All of a sudden I was injected with a serum and was knocked out again


----------



## Universe (Mar 10, 2019)

*I got the same treatment and everything went black again*


----------



## Diamond Creator (Mar 10, 2019)

*I wake up two days later and was in a standing position* I was much calmer and happier.


----------



## Universe (Mar 10, 2019)

*I feel pain and energized at the same time*


----------



## Diamond Creator (Mar 10, 2019)

*I was let out of the pod two hours later to get training and get into shape still hooked up to to a machine*


----------



## Universe (Mar 10, 2019)

*I could feel myself getting wheeled out of the room to somewhere else*


----------



## Diamond Creator (Mar 10, 2019)

*I put through a test to see if I could have a super soldier captain position as I had the experience* I passed with flying colors.


----------



## Diamond Creator (Mar 10, 2019)

*I then am released and I went to find my king*


----------



## Universe (Mar 10, 2019)

- Exercise set
(1) In the roleplay thread, how long after being knocked out does Diamond Creator wake up?
(2) Quote every post by Diamond Creator in the roleplay thread.
(3) Continue the roleplay thread from where it stops.
The data after this point is separate from the roleplay thread.

- Information supplied
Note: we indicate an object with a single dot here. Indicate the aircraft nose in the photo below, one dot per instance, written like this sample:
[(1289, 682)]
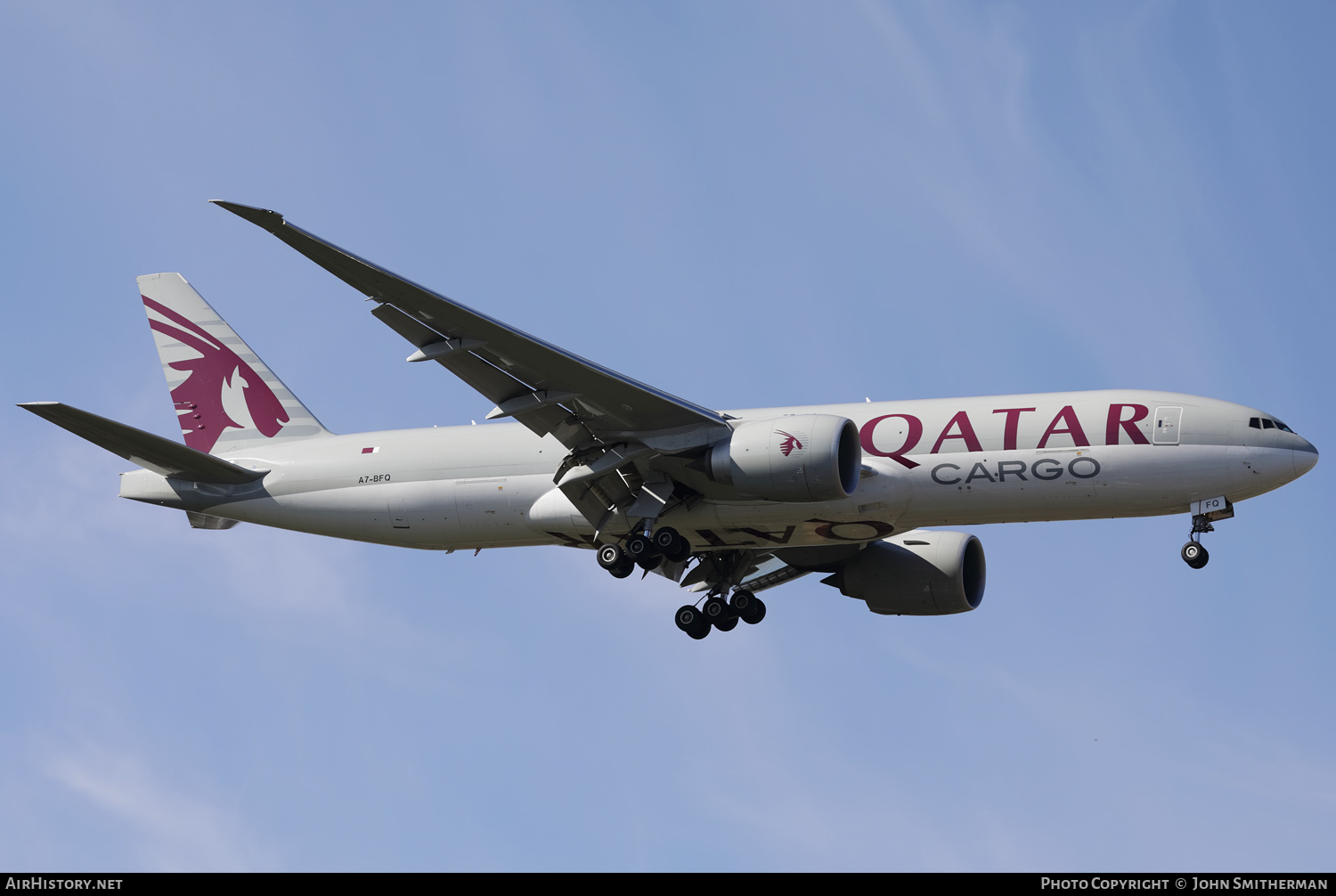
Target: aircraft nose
[(1306, 457)]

- Outputs for the tasks
(1) Two days later.

(2)
*I wake up two days later and was in a standing position* I was much calmer and happier.
*I was let out of the pod two hours later to get training and get into shape still hooked up to to a machine*
*I put through a test to see if I could have a super soldier captain position as I had the experience* I passed with flying colors.
*I then am released and I went to find my king*

(3)
*they never told you where they were taking me*


----------



## Diamond Creator (Mar 10, 2019)

I’m connected as we had the same serum


----------



## Universe (Mar 10, 2019)

*I am taken into a secret elevator that you’ve never seen before*


----------



## Diamond Creator (Mar 10, 2019)

I find a large elevator that looks sapicious. I took the elevator to the button labeled secret lab


----------



## Universe (Mar 10, 2019)

*I am wheeled into the secret lab and they got a laser and a syringe ready*


----------



## Diamond Creator (Mar 11, 2019)

I find the room and try and stop them from doing the same to my king.


----------



## Universe (Mar 11, 2019)

*They Inject me by using the laser and syringe*


----------



## Kylan Velpa (Mar 16, 2019)

Ah this explains everything I didn't understand in "Fursona Roleplay"


----------



## Universe (Mar 16, 2019)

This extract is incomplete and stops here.